_Page text_

Section 5.8. No Material Adverse Effect; Absence of Certain Changes. Subsequent to the respective dates as of which information is given in the Commission Documents (including any document deemed incorporated by reference therein), there has not been (i) any Material Adverse Effect or the occurrence of any development that the Company reasonably expects will result in a Material Adverse Effect, (ii) any transaction which is material to the Company and the Subsidiaries taken as a whole, (iii) any obligation or liability, direct or contingent (including any off-balance sheet obligations), incurred by the Company or any Subsidiary, which is material to the Company and the Subsidiaries taken as a whole, (iv) any material change in the capital stock or outstanding long-term indebtedness of the Company or any of its Subsidiaries or (v) any dividend or distribution of any kind declared, paid or made on the capital stock of the Company or any Subsidiary (other than dividends or distributions paid solely to the Company or another Subsidiary), other than in each case above in the ordinary course of business or as otherwise disclosed in the Commission Documents (including any document deemed incorporated by reference therein). Except as disclosed in the Commission Document (including any document deemed incorporated by reference therein), the Company and its Subsidiaries have conducted their respective businesses in the ordinary course of business consistent with past practice in all material respects.

Records from a dataset:
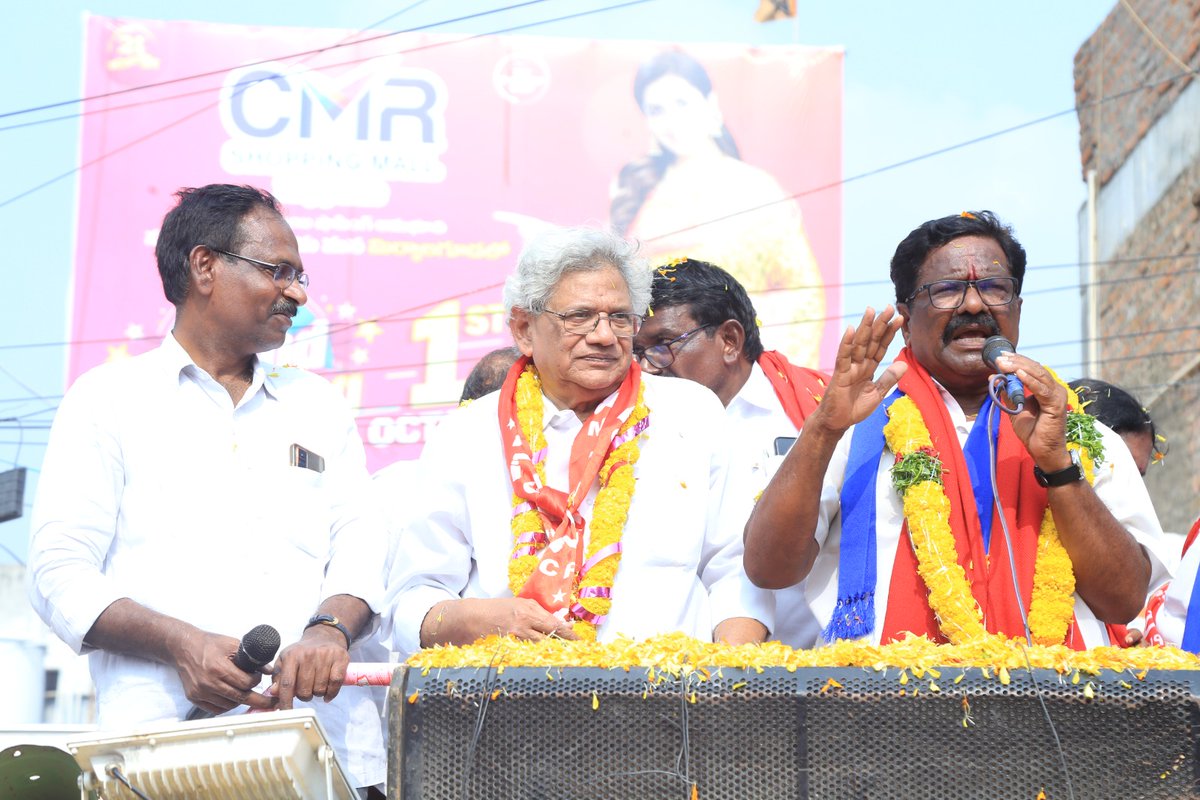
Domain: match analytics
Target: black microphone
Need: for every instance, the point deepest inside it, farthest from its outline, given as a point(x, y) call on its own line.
point(257, 649)
point(993, 348)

_Things to do_
A. Check each statement against the clause on material adverse effect, answering yes or no and quoting the exact words that decide it. (i) Dividends paid only to the Company or another Subsidiary are excluded from item (v). (ii) Off-balance sheet obligations are left out of the obligations covered in item (iii). (iii) The Company and its Subsidiaries have run their businesses in line with past practice in all material respects, except as disclosed.
B. Echo every line of the records word for word, leaving the picture out.
The clause and the records were taken from separate, unrelated sources.

_Results for the exercise_
A.
(i) Yes: "other than dividends or distributions paid solely to the Company or another Subsidiary"
(ii) No: "(including any off-balance sheet obligations)"
(iii) Yes: "the Company and its Subsidiaries have conducted their respective businesses in the ordinary course of business consistent with past practice in all material respects"

B.
Domain: match analytics
Target: black microphone
Need: for every instance, the point deepest inside it, farthest from its outline, given as a point(x, y) call on its own line.
point(257, 649)
point(993, 348)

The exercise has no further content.